TEKS HASIL EKSTRAKSI
——

Nusantarakini.com, New York –
Saat ini kita telah memasuki tahun baru Islam 1442 H. Penanggalan yang diinisiasi oleh Khalifah Kedua, Umar Ibnu Khatthab (RA). Umat tentunya bersuka cita dan merayakan tahun baru Islam tersebut.
Sayangnya banyak yang memahami secara sempit makna perayaan tersebut. Padahal seharusnya perayaan tahun baru itu sekaligus bermakna ekspresi kebanggaan terhadap salah satu “identitas kolektif” (collective identity) umat ini.
Penanggalan Islam dimulai dengan berpindahnya Rasulullah SAW dari Mekah ke Madinah. Perpindahan Rasulullah SAW ini yang dikenal dalam sejarah Islam sebagai Hijratur Rasul SAW. Sehingga dengan sendirinya tanggalan Islam dikenal dengan tahun Hijrah atau Hijriyah.
Tapi apa koneksi kedua peristiwa itu? Atau tegasnya, kenapa hijrah dalam Islam menjadi awal penanggalan Islam? Kenapa bukan kelahiran rasul? Atau kenapa bukan di saat awal turunnya wahyu kepada beliau?
Masing-masing orang tentunya punya alasan dalam merespon pertanyaan itu. Tapi bagi saya, jawaban yang terdekat adalah karena peristiwa hijrah adalah awal momentum kebangkitan kolektif umat. Bahkan tidak berlebihan jika Hijrah sesungguhnya adalah awal kebangkitan peradaban dunia (world civilization).
Maka sesunngguhnya hal yang paling tepat untuk disadari oleh Umat ini di saat memperingati tahun baru adalah bahwa Islam adalah semangat mewujudkan dunia yang berkemajuan sekaligus mewujudkan peradaban alternatif dunia.

——

Catatan anotasi titik:

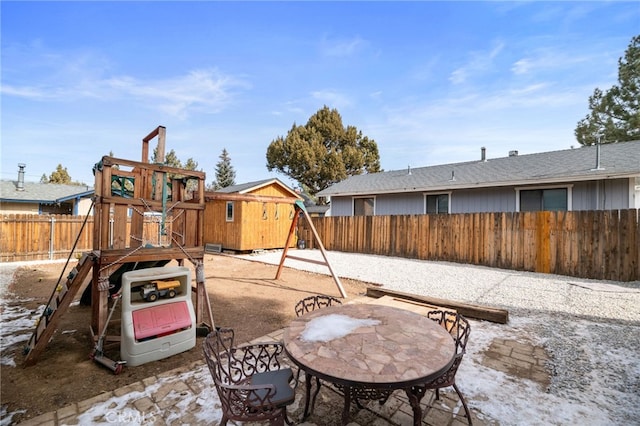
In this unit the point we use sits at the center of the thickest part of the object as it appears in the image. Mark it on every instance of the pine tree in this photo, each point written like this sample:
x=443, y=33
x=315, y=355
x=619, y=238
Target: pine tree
x=615, y=113
x=323, y=152
x=225, y=174
x=60, y=176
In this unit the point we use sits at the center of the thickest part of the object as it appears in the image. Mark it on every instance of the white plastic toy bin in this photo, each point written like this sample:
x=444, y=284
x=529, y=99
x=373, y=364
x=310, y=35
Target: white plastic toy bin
x=158, y=319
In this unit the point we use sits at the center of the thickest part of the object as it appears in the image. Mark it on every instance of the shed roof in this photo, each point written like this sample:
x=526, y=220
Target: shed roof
x=245, y=188
x=616, y=160
x=45, y=193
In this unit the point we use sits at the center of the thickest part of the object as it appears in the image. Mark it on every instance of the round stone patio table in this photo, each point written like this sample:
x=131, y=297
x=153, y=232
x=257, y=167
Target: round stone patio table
x=369, y=351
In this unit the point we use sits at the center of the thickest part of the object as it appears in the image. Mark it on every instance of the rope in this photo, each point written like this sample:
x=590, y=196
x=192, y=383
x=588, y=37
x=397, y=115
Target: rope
x=191, y=259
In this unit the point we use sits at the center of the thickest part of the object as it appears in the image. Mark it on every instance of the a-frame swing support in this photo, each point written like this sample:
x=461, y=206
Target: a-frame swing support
x=300, y=208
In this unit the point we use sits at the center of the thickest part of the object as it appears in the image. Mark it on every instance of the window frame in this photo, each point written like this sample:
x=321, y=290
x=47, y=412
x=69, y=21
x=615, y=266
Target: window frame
x=230, y=204
x=568, y=187
x=434, y=194
x=367, y=197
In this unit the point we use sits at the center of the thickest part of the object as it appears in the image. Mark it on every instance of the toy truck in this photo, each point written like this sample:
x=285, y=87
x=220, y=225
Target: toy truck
x=160, y=288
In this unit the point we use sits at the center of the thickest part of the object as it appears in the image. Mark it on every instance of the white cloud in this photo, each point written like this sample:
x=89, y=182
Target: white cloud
x=479, y=63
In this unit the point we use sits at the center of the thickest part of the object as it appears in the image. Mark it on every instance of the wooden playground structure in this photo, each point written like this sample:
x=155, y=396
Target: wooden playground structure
x=145, y=215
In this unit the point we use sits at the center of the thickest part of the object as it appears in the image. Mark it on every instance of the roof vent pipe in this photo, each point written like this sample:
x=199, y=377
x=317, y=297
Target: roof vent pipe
x=598, y=166
x=20, y=186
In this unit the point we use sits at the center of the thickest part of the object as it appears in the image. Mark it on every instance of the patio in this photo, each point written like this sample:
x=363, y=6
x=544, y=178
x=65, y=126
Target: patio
x=187, y=396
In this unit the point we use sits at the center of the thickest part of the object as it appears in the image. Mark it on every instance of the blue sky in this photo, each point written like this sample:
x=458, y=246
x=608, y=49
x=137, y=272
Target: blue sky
x=430, y=82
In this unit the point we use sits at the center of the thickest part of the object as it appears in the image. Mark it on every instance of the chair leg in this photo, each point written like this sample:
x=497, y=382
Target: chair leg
x=464, y=404
x=297, y=379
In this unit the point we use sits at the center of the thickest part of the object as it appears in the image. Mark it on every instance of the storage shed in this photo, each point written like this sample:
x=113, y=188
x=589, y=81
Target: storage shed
x=251, y=216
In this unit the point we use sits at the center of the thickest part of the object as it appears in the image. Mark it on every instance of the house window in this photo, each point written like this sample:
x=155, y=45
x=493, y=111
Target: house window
x=551, y=199
x=438, y=203
x=363, y=206
x=229, y=211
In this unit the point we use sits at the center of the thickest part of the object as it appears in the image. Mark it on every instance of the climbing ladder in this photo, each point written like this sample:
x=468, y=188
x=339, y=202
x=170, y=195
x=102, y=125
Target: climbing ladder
x=299, y=207
x=60, y=299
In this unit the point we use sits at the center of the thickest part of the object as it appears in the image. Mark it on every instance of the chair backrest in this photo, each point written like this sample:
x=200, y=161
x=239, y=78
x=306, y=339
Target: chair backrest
x=217, y=348
x=457, y=325
x=250, y=384
x=312, y=303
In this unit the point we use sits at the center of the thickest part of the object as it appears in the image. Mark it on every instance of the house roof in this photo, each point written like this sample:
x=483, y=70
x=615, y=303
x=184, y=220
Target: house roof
x=617, y=160
x=44, y=193
x=245, y=188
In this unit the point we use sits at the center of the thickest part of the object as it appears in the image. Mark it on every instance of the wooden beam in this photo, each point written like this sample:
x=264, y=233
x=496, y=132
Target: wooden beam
x=108, y=161
x=210, y=196
x=486, y=313
x=150, y=254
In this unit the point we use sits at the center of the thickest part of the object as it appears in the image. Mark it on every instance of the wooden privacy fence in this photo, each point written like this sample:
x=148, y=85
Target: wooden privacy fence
x=586, y=244
x=47, y=237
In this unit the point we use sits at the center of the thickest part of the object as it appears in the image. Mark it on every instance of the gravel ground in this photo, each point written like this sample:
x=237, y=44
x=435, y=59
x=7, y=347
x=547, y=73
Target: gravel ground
x=589, y=328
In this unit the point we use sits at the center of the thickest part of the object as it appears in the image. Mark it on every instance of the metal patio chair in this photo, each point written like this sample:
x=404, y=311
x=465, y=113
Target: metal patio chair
x=459, y=328
x=249, y=379
x=311, y=303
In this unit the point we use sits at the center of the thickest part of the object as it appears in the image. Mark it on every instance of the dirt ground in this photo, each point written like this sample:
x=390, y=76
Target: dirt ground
x=244, y=296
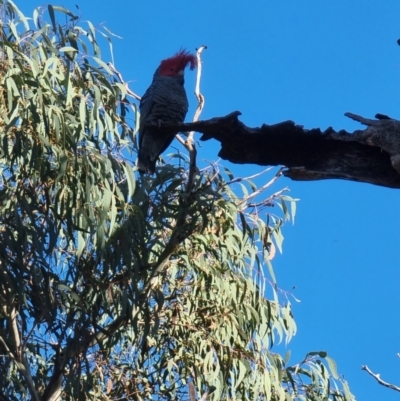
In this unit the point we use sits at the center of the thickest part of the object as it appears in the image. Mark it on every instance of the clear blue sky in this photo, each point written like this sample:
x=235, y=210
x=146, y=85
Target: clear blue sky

——

TUGAS YANG DIKERJAKAN
1. Jawablah pertanyaan berikut berdasarkan teks tentang tahun baru Islam.
(a) Siapa yang menginisiasi penanggalan Islam?
(b) Penanggalan Islam dimulai dengan peristiwa apa?
(c) Tahun baru Islam berapa yang sedang dimasuki menurut teks tersebut?
2. Berdasarkan teks tentang tahun baru Islam, terangkan dalam satu sampai tiga kalimat mengapa hijrah menjadi awal penanggalan Islam menurut penulis.
3. Salin persis bagian teks tentang tahun baru Islam yang dibuka dengan kata-kata yang memuat "Sayangnya banyak yang" dan ditutup dengan "Hijrah atau Hijriyah.".

HASIL PER TUGAS
1.
(a) Khalifah Kedua, Umar Ibnu Khatthab (RA).
(b) Berpindahnya Rasulullah SAW dari Mekah ke Madinah.
(c) Tahun 1442 H.

2. Menurut penulis, hijrah menjadi awal penanggalan Islam karena peristiwa itu merupakan awal momentum kebangkitan kolektif umat. Penulis bahkan menyebut hijrah sebagai awal kebangkitan peradaban dunia.

3.
Sayangnya banyak yang memahami secara sempit makna perayaan tersebut. Padahal seharusnya perayaan tahun baru itu sekaligus bermakna ekspresi kebanggaan terhadap salah satu “identitas kolektif” (collective identity) umat ini.
Penanggalan Islam dimulai dengan berpindahnya Rasulullah SAW dari Mekah ke Madinah. Perpindahan Rasulullah SAW ini yang dikenal dalam sejarah Islam sebagai Hijratur Rasul SAW. Sehingga dengan sendirinya tanggalan Islam dikenal dengan tahun Hijrah atau Hijriyah.